# Stated goal
Can you copy out, word for word, the lines of the listing below from the line containing "Target: green leafy garnish" through the line containing "pixel 51 244", including both of those lines?

______________________________

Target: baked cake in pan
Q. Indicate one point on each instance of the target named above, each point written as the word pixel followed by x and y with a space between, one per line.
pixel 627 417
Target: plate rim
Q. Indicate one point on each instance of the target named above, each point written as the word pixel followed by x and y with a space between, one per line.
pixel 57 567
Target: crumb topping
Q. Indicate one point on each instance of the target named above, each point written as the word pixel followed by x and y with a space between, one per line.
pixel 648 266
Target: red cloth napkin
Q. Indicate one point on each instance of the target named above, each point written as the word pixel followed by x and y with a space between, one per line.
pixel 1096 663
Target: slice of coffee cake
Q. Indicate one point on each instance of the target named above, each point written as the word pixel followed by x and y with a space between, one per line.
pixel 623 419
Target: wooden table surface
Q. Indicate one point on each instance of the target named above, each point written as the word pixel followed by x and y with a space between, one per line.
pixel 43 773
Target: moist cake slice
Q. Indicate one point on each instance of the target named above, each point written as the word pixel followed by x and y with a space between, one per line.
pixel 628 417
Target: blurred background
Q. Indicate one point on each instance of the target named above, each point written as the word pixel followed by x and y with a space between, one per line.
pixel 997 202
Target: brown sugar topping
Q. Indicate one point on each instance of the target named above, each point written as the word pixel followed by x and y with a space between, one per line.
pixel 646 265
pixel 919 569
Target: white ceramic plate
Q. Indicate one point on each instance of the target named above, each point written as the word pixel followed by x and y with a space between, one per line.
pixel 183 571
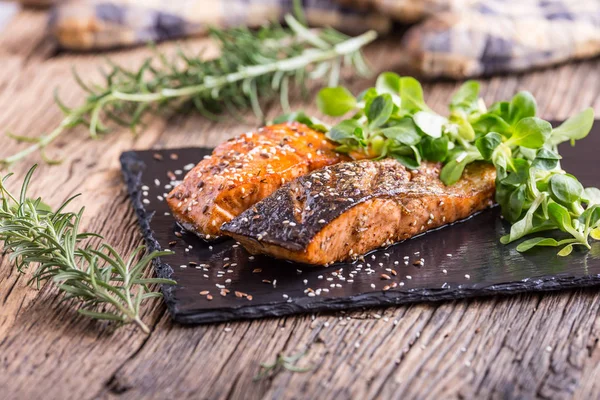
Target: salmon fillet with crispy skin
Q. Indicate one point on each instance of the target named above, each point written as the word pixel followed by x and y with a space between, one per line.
pixel 343 211
pixel 245 170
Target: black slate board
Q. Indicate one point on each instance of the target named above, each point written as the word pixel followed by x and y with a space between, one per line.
pixel 462 260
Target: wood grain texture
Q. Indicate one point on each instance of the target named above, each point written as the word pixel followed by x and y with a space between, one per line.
pixel 523 346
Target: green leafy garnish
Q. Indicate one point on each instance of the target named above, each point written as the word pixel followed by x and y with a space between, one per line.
pixel 109 286
pixel 534 193
pixel 253 65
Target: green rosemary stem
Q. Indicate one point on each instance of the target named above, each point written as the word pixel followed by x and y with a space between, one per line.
pixel 253 65
pixel 295 63
pixel 51 244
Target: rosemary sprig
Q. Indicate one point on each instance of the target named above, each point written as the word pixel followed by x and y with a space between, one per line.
pixel 253 65
pixel 109 287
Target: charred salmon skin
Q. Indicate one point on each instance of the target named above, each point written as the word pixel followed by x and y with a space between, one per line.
pixel 245 170
pixel 343 211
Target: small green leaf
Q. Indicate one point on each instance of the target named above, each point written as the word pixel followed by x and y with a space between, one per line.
pixel 404 131
pixel 516 202
pixel 380 110
pixel 452 171
pixel 335 101
pixel 591 196
pixel 521 106
pixel 568 249
pixel 389 82
pixel 519 173
pixel 465 98
pixel 575 128
pixel 412 161
pixel 590 218
pixel 491 122
pixel 487 144
pixel 546 159
pixel 347 132
pixel 411 94
pixel 565 189
pixel 464 129
pixel 560 216
pixel 431 124
pixel 531 243
pixel 434 149
pixel 531 132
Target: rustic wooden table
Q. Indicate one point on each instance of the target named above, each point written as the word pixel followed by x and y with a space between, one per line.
pixel 531 345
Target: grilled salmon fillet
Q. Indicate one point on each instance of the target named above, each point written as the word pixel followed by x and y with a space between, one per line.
pixel 343 211
pixel 245 170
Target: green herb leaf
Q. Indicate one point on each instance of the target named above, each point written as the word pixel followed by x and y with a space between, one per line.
pixel 521 106
pixel 560 216
pixel 347 132
pixel 591 196
pixel 434 149
pixel 453 169
pixel 108 286
pixel 530 132
pixel 335 101
pixel 487 144
pixel 389 82
pixel 465 129
pixel 516 203
pixel 568 249
pixel 546 159
pixel 404 131
pixel 302 118
pixel 575 128
pixel 380 110
pixel 411 94
pixel 465 99
pixel 253 65
pixel 431 124
pixel 565 189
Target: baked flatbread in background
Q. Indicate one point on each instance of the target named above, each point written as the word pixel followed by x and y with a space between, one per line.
pixel 448 38
pixel 495 36
pixel 103 24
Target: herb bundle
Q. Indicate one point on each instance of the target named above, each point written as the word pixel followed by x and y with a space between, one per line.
pixel 534 192
pixel 253 65
pixel 109 287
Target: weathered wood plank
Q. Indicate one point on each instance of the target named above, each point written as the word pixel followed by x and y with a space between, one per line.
pixel 518 347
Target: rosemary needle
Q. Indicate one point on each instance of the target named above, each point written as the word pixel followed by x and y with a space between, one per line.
pixel 254 65
pixel 110 287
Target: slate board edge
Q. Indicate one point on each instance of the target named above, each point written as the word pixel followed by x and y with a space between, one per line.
pixel 132 167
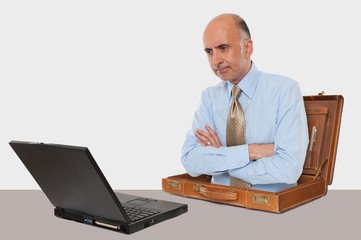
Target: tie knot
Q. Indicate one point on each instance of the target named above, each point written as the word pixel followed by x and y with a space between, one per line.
pixel 236 91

______________________________

# Result for this exercise
Target: green leafy garnish
Q. Indicate one point on each instance of the target named above, each point written as the word pixel followed by x and y with a space between, one per line.
pixel 109 286
pixel 534 193
pixel 253 65
Target: green rosemary stem
Q. Indicate one point on each instance of the target named above, each point written as the word pixel followed by x and y with a space between, one per line.
pixel 253 65
pixel 295 63
pixel 51 244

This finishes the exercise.